--- begin SUPPLIED TEXT ---

Chris,

It's really odd that you would lose the flow. I tried to replicate. Created a 
flow as myself. Then installed as a service as root. Restarted via "sudo 
service nifi start" and everything was fine. 
Then restarted as myself. This time, it failed to started because it didn't 
have sufficient read permissions on flow.xml.gz. 
Restarted as root and everything was fine. 
Changed permissions and restarted as myself and all was fine.

Any other details as to what may have caused this to happen?

Thanks
-Mark


> On Sep 18, 2015, at 7:20 PM, Chris Teoh <chris.t...@gmail.com> wrote:
> 
> Thanks for the prompt responses Mark.
> 
> The size of flow.xml.gz is 20 bytes. A zcat returns nothing.
> 
> I'm seeing the process run as sudo which seems ok but I never saw it listen 
> on port 8080. I suspect because it was initially running as root after I ran 
> install before I changed run.as <http://run.as/> setting, the non root user 
> was failing to write the logs as they were owned by root.

--- end SUPPLIED TEXT ---
--- begin RECORD SET ---

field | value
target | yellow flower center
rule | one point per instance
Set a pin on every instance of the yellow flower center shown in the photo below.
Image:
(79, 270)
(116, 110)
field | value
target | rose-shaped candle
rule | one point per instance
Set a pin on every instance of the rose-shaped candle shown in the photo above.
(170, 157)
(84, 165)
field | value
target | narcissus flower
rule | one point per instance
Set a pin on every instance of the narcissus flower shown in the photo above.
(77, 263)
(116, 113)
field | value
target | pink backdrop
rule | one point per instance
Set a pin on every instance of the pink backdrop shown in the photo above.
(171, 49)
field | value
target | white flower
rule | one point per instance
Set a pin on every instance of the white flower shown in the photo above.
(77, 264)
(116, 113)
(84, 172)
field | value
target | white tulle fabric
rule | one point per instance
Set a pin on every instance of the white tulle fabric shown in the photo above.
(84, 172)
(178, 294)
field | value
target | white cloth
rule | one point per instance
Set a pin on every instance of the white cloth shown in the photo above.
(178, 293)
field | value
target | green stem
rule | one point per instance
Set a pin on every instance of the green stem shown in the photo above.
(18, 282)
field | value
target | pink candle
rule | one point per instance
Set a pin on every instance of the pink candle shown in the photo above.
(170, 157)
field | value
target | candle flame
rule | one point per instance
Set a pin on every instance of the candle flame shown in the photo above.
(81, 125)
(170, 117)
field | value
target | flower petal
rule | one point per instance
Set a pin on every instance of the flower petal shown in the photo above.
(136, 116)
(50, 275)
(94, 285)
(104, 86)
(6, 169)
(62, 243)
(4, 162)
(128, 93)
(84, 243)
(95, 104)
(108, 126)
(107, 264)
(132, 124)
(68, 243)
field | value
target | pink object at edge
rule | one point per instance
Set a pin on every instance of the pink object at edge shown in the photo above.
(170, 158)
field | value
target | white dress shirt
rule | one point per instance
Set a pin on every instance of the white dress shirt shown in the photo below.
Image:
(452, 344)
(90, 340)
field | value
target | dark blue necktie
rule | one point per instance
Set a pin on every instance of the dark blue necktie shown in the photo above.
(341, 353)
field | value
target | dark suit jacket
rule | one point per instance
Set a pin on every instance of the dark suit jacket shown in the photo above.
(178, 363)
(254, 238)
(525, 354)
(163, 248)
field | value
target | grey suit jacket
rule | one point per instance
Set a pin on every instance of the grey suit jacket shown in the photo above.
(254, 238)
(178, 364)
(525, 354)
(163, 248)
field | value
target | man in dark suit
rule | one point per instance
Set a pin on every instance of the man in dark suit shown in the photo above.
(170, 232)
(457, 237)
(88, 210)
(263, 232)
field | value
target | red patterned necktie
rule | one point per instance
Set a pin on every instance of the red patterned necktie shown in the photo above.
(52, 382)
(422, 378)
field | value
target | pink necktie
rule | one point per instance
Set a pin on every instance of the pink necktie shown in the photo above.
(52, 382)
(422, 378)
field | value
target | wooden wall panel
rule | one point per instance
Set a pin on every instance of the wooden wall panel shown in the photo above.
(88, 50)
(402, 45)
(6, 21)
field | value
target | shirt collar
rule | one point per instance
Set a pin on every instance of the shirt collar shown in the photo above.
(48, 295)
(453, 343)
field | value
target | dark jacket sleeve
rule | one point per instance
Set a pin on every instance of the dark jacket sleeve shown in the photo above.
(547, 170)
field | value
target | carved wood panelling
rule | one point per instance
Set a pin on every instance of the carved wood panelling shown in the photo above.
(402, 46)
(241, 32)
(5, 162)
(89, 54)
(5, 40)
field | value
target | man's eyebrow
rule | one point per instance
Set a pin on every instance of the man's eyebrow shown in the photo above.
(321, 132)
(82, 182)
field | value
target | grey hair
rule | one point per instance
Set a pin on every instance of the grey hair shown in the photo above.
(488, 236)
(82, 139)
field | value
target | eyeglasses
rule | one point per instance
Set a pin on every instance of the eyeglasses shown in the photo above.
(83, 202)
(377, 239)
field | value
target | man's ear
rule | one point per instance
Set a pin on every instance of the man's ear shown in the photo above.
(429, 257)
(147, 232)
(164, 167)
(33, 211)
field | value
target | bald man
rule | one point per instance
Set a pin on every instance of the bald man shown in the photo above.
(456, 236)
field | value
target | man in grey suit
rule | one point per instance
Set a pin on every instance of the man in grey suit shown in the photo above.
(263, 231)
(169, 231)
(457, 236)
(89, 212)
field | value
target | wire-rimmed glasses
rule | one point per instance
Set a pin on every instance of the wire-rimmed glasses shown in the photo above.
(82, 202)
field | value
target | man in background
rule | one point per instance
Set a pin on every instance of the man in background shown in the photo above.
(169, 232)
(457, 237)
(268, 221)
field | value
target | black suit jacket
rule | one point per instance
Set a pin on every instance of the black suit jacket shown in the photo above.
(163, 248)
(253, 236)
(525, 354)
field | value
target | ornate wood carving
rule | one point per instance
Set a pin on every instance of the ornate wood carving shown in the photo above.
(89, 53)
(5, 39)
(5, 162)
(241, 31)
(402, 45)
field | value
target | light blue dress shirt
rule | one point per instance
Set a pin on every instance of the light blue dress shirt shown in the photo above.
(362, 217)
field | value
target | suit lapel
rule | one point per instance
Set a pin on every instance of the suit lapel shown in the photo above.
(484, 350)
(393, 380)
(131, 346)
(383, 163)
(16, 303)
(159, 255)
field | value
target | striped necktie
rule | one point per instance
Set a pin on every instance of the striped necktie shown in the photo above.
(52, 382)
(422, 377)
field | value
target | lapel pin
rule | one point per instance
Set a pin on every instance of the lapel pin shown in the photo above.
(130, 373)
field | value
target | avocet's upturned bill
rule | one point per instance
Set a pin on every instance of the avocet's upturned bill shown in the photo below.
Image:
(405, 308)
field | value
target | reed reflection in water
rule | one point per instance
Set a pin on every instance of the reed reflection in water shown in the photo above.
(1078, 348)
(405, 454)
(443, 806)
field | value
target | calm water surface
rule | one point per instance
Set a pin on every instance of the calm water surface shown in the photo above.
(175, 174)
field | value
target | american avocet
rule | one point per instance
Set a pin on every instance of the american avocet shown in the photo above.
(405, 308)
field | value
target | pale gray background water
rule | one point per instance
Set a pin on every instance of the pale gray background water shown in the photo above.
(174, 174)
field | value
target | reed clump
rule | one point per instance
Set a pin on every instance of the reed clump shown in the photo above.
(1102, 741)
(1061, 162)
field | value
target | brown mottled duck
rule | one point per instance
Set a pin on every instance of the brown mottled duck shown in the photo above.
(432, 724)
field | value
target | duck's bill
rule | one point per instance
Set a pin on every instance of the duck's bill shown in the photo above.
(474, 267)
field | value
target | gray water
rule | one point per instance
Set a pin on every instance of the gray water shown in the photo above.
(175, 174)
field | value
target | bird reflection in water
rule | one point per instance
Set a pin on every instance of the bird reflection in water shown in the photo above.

--- end RECORD SET ---

**ACTIONS TO TAKE**.
1) In the NiFi email, what size is the flow.xml.gz file?
2) Repeat word for word the part of the NiFi email between "Then restarted as" and "root and everything was fine.", inclusive.
3) Rewrite the paragraph of the NiFi email that begins "It's really odd that you would lose the flow" as a short list that keeps its main facts.

**FULL ANSWERS**.
1) 20 bytes

2)
Then restarted as myself. This time, it failed to started because it didn't 
have sufficient read permissions on flow.xml.gz. 
Restarted as root and everything was fine.

3)
- Losing the flow is odd, so the writer tried to replicate it.
- Created a flow as themselves, installed it as a service as root, and restarted with "sudo service nifi start": everything was fine.
- Restarted as themselves: it failed to start because it lacked read permissions on flow.xml.gz.
- Restarted as root: everything was fine.
- Changed permissions and restarted as themselves: all was fine.